図5に描写されるように、コンピュータ500は、1つ以上のハードウェアプロセッサ要素502(例えば、中央処理装置(central processing unit、CPU)、マイクロプロセッサ、又はマルチコアプロセッサ)、メモリ504、例えば、ランダムアクセスメモリ(random access memory、RAM)及び/又は読み取り専用メモリ(read only memory、ROM)、プリント物体をマーキングするためのモジュール505、並びに様々な入力/出力デバイス506(例えば、テープドライブ、フロッピドライブ、ハードディスクドライブ又はコンパクトディスクドライブを含むが、これらに限定されない記憶デバイス、受信機、送信機、スピーカ、ディスプレイ、音声合成装置、出力ポート、入力ポート、及びユーザ入力デバイス(キーボード、キーパッド、マウス、マイクロフォンなど))を備える。プロセッサ要素は1つしか示されていないが、コンピュータには複数のプロセッサ要素が採用され得ることに留意されたい。

**提示課題 a**
記録のうち、文字列「blood」を含む行はいくつあるか、数字のみで示せ。大文字と小文字は区別する。

**抽出データ**
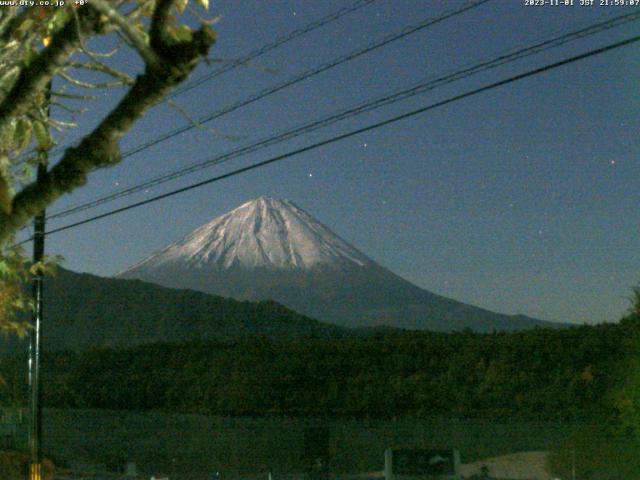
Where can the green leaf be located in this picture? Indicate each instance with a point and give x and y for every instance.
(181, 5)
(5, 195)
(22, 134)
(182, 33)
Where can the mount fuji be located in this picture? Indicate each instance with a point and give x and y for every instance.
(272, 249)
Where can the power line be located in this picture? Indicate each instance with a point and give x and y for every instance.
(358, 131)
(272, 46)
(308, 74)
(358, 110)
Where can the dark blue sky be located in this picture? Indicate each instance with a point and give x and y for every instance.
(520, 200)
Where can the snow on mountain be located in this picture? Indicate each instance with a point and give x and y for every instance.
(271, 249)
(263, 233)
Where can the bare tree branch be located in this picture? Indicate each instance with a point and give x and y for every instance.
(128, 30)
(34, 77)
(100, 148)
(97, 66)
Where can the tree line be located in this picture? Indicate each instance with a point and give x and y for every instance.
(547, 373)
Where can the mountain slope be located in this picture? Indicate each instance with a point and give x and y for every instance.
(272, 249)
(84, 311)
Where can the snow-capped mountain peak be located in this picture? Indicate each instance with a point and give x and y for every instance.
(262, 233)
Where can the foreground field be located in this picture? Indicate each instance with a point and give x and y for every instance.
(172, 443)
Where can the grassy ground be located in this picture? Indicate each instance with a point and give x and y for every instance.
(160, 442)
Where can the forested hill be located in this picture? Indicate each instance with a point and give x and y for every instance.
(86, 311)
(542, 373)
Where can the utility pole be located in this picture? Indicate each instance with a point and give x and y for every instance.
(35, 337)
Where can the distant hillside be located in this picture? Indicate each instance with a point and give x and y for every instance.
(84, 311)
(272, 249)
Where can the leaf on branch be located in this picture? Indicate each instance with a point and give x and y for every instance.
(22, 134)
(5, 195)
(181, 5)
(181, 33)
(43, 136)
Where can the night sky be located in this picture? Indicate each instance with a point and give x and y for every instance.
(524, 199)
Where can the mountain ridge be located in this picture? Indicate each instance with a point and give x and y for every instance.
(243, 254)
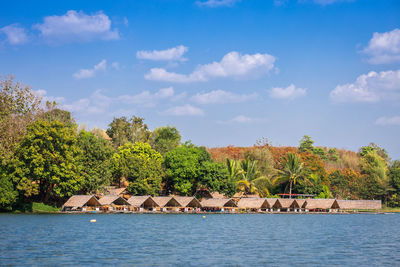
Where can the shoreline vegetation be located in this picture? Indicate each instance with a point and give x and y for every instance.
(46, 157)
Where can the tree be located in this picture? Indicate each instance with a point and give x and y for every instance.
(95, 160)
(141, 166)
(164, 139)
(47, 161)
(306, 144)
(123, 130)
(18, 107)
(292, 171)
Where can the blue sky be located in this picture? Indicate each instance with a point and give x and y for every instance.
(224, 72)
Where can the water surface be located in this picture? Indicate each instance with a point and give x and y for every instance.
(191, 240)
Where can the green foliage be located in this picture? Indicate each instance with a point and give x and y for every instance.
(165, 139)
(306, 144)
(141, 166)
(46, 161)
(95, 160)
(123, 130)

--

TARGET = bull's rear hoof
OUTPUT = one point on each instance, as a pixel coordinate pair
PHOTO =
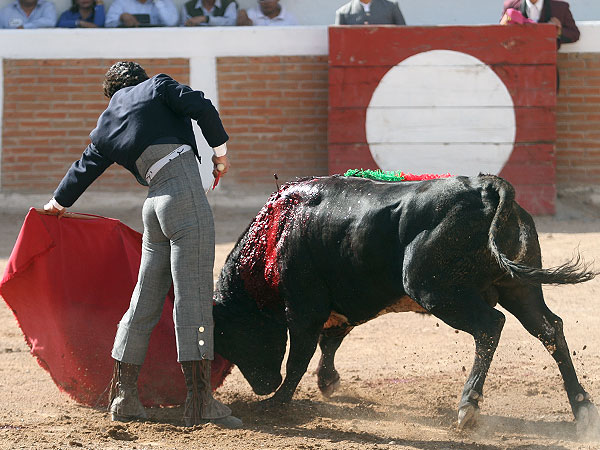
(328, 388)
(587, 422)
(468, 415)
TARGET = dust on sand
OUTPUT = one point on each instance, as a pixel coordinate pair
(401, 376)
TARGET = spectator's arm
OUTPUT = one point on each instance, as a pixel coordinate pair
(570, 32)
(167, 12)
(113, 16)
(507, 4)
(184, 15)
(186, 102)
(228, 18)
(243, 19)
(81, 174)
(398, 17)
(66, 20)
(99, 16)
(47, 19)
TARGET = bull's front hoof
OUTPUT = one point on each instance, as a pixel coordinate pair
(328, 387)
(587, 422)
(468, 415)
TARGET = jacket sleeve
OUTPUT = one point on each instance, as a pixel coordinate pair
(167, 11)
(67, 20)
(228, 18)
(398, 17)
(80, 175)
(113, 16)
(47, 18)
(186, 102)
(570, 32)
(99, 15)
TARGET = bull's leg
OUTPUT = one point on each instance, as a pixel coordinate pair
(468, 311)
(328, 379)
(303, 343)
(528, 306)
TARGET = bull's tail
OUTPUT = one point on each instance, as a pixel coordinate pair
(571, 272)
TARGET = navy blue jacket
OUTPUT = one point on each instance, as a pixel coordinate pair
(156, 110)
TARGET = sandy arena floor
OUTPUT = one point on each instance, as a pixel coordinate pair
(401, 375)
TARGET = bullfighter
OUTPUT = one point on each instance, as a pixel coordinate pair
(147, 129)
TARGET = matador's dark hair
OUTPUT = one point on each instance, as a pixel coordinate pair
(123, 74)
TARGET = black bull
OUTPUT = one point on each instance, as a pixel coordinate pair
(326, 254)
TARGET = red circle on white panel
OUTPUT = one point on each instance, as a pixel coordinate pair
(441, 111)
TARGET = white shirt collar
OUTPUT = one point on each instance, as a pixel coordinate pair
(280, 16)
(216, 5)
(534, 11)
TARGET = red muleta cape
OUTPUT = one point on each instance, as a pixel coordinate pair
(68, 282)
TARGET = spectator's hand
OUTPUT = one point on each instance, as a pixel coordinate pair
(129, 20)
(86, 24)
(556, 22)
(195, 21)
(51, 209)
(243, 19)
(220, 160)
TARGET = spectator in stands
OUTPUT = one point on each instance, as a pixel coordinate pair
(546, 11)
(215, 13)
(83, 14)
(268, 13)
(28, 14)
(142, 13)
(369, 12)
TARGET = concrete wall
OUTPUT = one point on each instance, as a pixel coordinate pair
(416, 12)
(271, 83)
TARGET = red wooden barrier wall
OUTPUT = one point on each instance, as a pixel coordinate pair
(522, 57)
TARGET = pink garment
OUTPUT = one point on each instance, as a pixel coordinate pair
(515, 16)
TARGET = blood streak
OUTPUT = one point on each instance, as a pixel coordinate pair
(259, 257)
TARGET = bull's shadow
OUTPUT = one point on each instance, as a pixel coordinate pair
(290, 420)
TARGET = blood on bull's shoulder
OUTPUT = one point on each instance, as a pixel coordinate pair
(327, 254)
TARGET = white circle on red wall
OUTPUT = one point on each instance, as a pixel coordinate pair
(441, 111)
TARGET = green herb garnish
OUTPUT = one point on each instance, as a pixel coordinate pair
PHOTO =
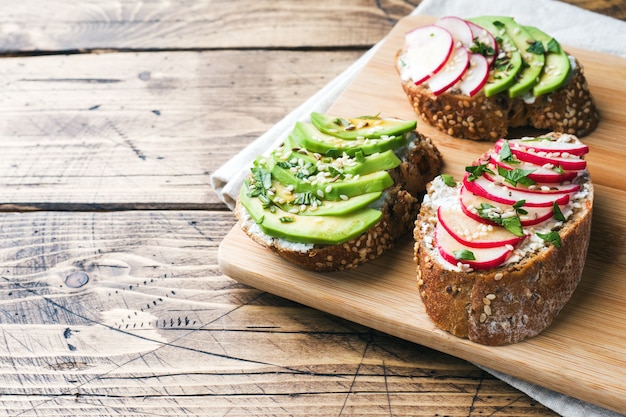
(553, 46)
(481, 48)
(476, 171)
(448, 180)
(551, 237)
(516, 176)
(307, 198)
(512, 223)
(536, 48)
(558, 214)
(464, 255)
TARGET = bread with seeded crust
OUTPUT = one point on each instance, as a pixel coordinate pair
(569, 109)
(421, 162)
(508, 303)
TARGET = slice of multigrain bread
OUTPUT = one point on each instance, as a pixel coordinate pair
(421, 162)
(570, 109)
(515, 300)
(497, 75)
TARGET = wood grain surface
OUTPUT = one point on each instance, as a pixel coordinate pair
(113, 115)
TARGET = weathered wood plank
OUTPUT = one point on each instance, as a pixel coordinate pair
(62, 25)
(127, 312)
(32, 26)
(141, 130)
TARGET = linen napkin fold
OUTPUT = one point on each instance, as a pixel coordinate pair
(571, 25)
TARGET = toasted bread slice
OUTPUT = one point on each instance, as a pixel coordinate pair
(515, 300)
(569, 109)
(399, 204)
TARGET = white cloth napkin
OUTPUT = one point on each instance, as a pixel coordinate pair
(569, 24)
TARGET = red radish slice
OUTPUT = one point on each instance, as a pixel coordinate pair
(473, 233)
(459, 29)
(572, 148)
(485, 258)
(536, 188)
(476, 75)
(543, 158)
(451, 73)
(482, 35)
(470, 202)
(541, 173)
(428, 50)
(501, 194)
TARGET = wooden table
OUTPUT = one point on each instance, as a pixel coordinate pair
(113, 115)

**提示課題 b**
コンピュータ500の構成を説明する文章の続きを書け。

**正答 a**
2

**正答 b**
【0057】
本開示が、例えば、特定用途向け集積回路(application specific integrated circuit、ASIC)、フィールドプログラマブルゲートアレイ(field-programmable gate array、FPGA)を含むプログラマブルロジックアレイ(programmable logic array、PLA)、若しくはハードウェアデバイス上に展開されたステートマシン、コンピュータ、又は任意の他のハードウェア等価物、例えば、上で考察された方法に付属し、上で開示した方法のステップ、機能、及び/又は動作を行うようにハードウェアプロセッサを構成するのに使用され得るコンピュータ可読命令を使用して、ソフトウェアにおいてかつ/又はソフトウェアとハードウェアとの組み合わせで実装され得ることに留意されたい。一実施形態において、プリント物体をマーキングするための本モジュール又はプロセス505に対する命令及びデータ(例えば、コンピュータ実行式命令を含むソフトウェアプログラム)は、メモリ504にロードされ、方法400の例に相まって、上で考察されたステップ、機能、又は動作を実施するように、ハードウェアプロセッサ要素502によって実行され得る。また、ハードウェアプロセッサが命令を実行して「動作」を行う場合、これは、ハードウェアプロセッサが直接動作を行う、かつ/又は別のハードウェアデバイス若しくは構成要素(例えば、コプロセッサなど)を、動作を行うように促進する、指示する、又はそれと協働することを含み得る。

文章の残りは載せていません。